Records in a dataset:
>>>

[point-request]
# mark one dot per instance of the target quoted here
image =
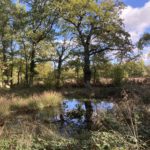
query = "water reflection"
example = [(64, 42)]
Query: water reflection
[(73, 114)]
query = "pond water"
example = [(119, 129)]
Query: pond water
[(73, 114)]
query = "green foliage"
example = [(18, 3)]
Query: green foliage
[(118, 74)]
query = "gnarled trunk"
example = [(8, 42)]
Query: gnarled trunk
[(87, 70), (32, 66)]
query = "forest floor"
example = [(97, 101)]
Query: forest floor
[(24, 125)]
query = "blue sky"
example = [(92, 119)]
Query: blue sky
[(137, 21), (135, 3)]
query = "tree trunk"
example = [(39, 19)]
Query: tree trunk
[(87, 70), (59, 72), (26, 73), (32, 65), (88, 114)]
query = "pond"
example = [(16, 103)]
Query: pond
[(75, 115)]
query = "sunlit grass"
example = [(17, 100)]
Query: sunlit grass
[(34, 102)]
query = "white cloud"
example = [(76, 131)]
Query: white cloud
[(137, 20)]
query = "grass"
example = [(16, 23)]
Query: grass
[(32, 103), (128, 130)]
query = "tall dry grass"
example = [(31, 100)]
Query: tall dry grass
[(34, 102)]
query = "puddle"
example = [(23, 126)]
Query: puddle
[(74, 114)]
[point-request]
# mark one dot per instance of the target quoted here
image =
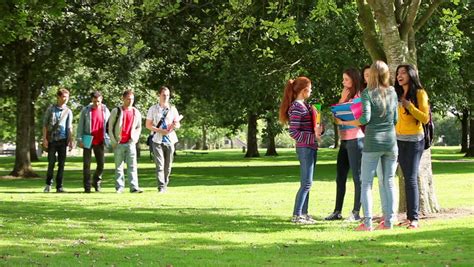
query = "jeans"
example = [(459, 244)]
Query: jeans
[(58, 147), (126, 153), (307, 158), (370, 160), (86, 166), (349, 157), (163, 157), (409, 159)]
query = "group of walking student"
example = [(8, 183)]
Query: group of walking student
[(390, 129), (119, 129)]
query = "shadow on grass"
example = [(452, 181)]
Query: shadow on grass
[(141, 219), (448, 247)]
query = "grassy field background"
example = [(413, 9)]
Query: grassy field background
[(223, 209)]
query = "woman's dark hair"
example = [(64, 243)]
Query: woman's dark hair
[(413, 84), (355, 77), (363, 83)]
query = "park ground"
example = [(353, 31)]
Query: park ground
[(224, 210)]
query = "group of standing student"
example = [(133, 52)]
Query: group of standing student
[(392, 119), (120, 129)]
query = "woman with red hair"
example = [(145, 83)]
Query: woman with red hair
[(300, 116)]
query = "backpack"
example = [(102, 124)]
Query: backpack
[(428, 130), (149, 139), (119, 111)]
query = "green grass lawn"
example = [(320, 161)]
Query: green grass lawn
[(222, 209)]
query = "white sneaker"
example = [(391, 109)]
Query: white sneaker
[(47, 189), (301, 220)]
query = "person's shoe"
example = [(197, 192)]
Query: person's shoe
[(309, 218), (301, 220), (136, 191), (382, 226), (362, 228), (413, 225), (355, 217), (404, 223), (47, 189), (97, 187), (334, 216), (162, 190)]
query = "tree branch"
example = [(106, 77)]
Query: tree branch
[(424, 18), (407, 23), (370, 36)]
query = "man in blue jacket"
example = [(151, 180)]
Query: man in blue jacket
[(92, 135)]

<<<
>>>

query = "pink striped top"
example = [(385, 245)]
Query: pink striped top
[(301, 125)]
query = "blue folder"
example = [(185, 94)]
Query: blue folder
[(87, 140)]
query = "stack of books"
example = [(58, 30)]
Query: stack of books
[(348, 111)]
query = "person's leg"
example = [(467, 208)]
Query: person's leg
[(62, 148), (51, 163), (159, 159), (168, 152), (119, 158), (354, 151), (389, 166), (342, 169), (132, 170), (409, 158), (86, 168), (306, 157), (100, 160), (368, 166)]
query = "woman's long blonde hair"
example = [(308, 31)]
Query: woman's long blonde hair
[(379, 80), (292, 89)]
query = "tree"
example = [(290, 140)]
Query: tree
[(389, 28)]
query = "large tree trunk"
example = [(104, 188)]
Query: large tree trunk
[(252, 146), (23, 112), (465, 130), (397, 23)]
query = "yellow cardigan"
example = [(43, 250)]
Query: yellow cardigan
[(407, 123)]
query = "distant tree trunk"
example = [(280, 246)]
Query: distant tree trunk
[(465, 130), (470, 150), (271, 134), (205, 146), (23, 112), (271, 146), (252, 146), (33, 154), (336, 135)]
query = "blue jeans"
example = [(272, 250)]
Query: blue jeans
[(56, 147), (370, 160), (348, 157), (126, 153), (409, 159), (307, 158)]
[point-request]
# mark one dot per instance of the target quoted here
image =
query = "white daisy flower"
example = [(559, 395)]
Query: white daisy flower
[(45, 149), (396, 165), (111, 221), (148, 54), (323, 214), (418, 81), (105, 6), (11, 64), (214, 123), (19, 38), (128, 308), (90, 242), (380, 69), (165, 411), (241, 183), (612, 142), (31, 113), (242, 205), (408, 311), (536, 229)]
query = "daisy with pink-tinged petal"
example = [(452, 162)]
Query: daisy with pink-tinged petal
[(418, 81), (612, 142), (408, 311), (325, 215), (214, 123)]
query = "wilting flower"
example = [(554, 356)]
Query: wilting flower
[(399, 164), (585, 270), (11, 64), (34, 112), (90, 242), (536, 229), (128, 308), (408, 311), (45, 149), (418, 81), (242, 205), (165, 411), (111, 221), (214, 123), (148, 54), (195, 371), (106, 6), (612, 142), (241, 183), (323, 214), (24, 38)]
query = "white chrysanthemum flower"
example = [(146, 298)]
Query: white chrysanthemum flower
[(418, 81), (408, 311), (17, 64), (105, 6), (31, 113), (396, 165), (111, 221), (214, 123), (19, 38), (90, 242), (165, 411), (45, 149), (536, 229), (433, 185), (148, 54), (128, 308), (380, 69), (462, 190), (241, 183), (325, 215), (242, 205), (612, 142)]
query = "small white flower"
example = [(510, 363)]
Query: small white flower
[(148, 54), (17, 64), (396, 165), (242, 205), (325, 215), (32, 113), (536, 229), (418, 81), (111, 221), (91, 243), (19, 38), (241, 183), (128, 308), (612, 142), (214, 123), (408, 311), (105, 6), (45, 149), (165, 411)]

<<<

▸ Your goal: List every row above that contains the string "tall", copying each row in full. Count a match only when the case is the same.

▸ Answer below:
query = "tall dry grass"
Query: tall dry grass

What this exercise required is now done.